DESCRIPTION OF THE TASK
All entries below need to be written out exactly, but without their pictures.

EXERCISE INPUT
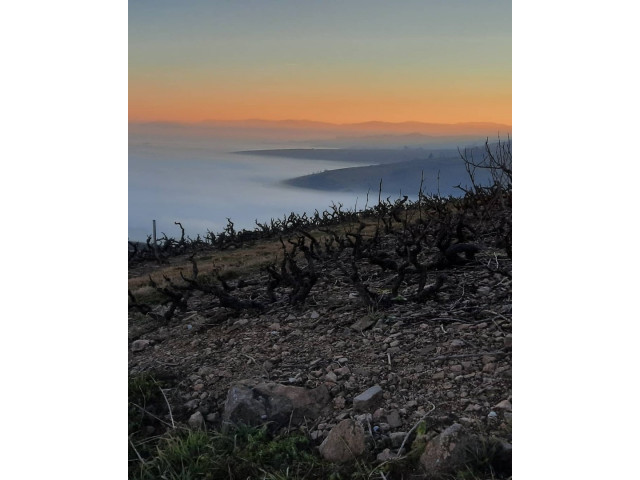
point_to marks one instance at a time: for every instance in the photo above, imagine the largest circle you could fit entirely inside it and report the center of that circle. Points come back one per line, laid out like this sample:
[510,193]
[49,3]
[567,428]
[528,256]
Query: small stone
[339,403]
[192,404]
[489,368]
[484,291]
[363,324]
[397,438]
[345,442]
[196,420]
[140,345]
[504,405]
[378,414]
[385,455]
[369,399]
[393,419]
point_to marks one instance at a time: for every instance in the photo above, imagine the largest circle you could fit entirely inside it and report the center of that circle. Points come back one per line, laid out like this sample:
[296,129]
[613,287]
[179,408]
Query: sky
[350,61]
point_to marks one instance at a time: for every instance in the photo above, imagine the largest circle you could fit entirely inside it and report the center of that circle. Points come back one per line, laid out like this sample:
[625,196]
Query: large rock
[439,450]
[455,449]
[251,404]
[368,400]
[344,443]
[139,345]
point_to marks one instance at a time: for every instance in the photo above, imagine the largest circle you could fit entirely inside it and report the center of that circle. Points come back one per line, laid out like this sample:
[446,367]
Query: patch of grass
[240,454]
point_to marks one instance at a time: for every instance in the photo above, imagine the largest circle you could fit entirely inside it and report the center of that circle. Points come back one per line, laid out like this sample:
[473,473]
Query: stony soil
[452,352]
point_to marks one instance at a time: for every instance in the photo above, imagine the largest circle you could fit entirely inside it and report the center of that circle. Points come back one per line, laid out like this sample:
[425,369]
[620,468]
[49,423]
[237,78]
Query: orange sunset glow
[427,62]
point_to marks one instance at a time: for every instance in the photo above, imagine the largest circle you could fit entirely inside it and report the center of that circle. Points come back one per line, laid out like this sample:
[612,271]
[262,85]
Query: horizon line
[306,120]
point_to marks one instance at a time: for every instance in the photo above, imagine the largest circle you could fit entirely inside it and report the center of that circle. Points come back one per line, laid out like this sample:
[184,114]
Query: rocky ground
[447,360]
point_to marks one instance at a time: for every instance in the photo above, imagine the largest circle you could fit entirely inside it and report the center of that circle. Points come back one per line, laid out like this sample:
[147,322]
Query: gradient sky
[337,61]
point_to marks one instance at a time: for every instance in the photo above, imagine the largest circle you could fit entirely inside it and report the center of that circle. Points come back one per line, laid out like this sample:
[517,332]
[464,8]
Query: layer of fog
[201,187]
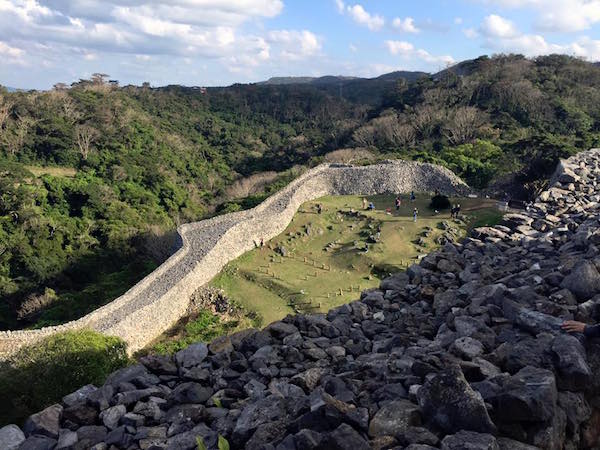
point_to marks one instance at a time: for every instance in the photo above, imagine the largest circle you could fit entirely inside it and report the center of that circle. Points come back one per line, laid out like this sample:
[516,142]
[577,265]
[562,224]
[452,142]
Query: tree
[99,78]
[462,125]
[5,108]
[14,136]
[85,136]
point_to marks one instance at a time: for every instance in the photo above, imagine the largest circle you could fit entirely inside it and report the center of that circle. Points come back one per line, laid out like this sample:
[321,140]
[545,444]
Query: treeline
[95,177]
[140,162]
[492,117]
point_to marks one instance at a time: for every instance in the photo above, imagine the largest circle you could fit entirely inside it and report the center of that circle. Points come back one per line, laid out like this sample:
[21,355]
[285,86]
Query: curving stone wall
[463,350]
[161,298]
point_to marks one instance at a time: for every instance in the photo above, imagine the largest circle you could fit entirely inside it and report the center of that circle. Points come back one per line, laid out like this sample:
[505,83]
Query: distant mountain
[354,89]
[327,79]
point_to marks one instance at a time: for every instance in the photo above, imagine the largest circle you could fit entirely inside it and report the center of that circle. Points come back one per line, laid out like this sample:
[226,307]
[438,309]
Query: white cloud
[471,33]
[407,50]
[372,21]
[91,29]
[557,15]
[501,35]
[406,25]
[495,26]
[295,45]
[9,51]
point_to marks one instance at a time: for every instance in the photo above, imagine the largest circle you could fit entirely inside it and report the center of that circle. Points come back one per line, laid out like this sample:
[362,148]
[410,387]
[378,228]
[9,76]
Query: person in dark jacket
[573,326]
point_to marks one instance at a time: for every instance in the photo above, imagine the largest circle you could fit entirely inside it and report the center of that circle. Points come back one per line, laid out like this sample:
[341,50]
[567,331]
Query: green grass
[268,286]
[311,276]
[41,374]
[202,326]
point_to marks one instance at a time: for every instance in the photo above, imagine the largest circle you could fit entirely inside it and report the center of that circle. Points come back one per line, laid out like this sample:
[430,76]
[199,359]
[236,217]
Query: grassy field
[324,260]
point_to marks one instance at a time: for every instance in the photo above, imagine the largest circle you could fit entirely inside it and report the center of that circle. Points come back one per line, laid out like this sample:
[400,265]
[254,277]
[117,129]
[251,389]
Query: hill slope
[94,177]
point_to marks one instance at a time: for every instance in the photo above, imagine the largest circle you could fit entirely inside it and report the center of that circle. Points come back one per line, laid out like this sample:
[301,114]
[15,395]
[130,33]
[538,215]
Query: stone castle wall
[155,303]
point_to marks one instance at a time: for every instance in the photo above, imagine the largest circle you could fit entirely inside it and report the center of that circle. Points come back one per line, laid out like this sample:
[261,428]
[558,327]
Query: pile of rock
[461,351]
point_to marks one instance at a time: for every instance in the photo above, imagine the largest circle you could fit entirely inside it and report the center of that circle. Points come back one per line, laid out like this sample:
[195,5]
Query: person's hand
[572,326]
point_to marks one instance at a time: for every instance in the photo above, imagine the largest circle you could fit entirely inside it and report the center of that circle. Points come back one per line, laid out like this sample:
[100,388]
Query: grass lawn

IN RESPONSE
point_to marks one instance at a time: for every instance in the photo above, imagine the largest circle you could fit entirely inside it and report the center of that circle. Points come back one per line, laid out like this sample:
[510,193]
[49,3]
[567,428]
[528,256]
Query: small stone
[339,403]
[192,404]
[489,368]
[484,291]
[363,324]
[397,438]
[345,442]
[196,420]
[140,345]
[504,405]
[378,414]
[385,455]
[369,399]
[393,419]
point_to marks one instance at a time: for every instance in the photo above, imagine the largest circle you could fit entirely inside it and report the center of that circle. Points come back one per line, laid out like this sample:
[296,129]
[613,287]
[179,408]
Query: sky
[350,61]
point_to marks one instance at a time: for every instance in the photo above, imagine the largest circle you could fit entirely inside it and report the center of that circle. Points come back one per line, laid out like this sample:
[625,196]
Query: large rock
[439,450]
[455,449]
[251,404]
[368,400]
[344,443]
[139,345]
point_to marks one instance at a time: for every instance in the photo above, imagine the largest circle you could fit entirely inside it and report the center of that circle. Points come back one per line, laid out like this sample:
[446,367]
Query: patch of grass
[240,454]
point_to marks one instance at a time: for every instance in the photo above, imagine the largest circle you could fit entirely inside it and report the center of that circle. Points come back one per line, laid out like this sample:
[473,473]
Query: stony soil
[452,352]
point_to marks one instance at a time: for every instance in the photo above, imagine the largest circle you could fit entirely inside it and report the center of that circle. Points come back one per line, laid out like this sample:
[425,369]
[620,468]
[49,423]
[237,78]
Query: orange sunset glow
[427,62]
point_to marks one instance at a time: for every instance in the photo above, imagine the largest circle you could fit entirely inside it and report the center of that circle. Points come back one per line, laid out like this sample:
[612,271]
[262,85]
Query: horizon line
[306,120]
point_to marks one instance at a time: for every instance in the photo above, imagine the largest circle you could fit entirely inside it and report the center of that circle. Points come back one per line, laid out like this sample:
[184,114]
Query: rocky ground
[447,360]
point_to marks one instance at a time: for every instance in the photo above, imagine the largest circle you could fit entirely inside it and report the center of that circle. Points come back one per line, laid out like this sample:
[147,322]
Query: gradient sky
[337,61]
point_to marks one instance at a time: for every instance in the photo above, imagine the largest circle you could fit entirely inside it and report the center of that circle. Points come back one per line, laid out like this sample:
[517,332]
[464,8]
Query: layer of fog
[201,187]
point_to marks one instance at a time: for every instance in the photo above, imagine the largest circle you could fit entirely inside it and report the center of that circle. Points come back one per line, laid out like this sample:
[516,142]
[577,265]
[562,224]
[452,142]
Query: tree
[99,78]
[462,125]
[5,108]
[14,136]
[85,136]
point_to marks one instance at a time: for every instance in the photo above, imagine the largest circle you could fit entirely inside it and report the center of that circle. Points come back one per line, laid out like this sample:
[321,140]
[545,444]
Query: treeline
[95,177]
[140,162]
[492,117]
point_to marks one instance at a time: for every instance in the photo above, imagine the largest circle you could fit entirely inside it and report the center of that circle. Points come back one per line, laid out like this sample:
[21,355]
[285,86]
Query: curving stone wall
[463,350]
[161,298]
point_to marks one instance at a time: for every instance in the photo above, imagine the largest circle you could fit entirely inside it and report the center of that circle. Points come back one per line, laid out like this sample:
[505,83]
Query: distant mountain
[354,89]
[327,79]
point_to marks one instance at a time: for every instance in the photo above, imagine the largest circle you could fit entirely inside it and report the center of that circle. Points come back one per line, laid out like this sample:
[226,307]
[438,309]
Query: white cloud
[471,33]
[407,50]
[372,21]
[91,29]
[557,15]
[501,35]
[406,25]
[495,26]
[295,45]
[9,51]
point_to marks one instance at a time: for every instance in the photo above, imagine the largest circle you could fit entirely inside it and report the center of that circle. Points come back one per line, laid out like this sample:
[362,148]
[410,387]
[378,228]
[9,76]
Query: person in dark jacket
[573,326]
point_to marks one instance at a time: for every instance in the photo above, imagine the largest circle you could fit entirely inside it and report the center of that circle. Points come back one per line, laid out like this sample:
[341,50]
[567,331]
Query: green grass
[268,286]
[311,276]
[41,374]
[202,326]
point_to marks one instance at a time: for every instance in the photo above, imagine the largest circle you could fit entirely inside it and report the center of that circle. Points come back one per line, laid out like this sample:
[430,76]
[199,359]
[236,217]
Query: grassy field
[324,260]
point_to marks one instance at a time: for every instance in the photo above, imagine the largest circle you could fit entirely inside it and report the center of that circle. Points come back one per line, laid out like this sample:
[400,265]
[254,277]
[117,129]
[251,389]
Query: hill slope
[94,177]
point_to marks one instance at a time: for every instance in the photo above, imagine the largest circle you could fit entirely inside it and report the center of that circle. Points come back one per line, laid out like this sample:
[301,114]
[15,395]
[130,33]
[538,215]
Query: stone castle wall
[155,303]
point_to marks one instance at a time: for every instance in the photo above, imagine the largest circle you could fit entirely inside it and report the center of that circle. Points come back one per line, laid out like this sample:
[261,428]
[558,327]
Query: pile of rock
[461,351]
point_to marks one instance at a time: for every instance in the photo above, imagine the largest circle you could fit entirely inside it and report the center of that circle. Points come back one per line, laid out like this sample:
[195,5]
Query: person's hand
[572,326]
point_to marks one instance at a time: for every instance in the photo above, imagine the largest circle you could fit entirely inside it and report the center of that circle. Points come back one per line, laid out like this sample:
[100,388]
Query: grass lawn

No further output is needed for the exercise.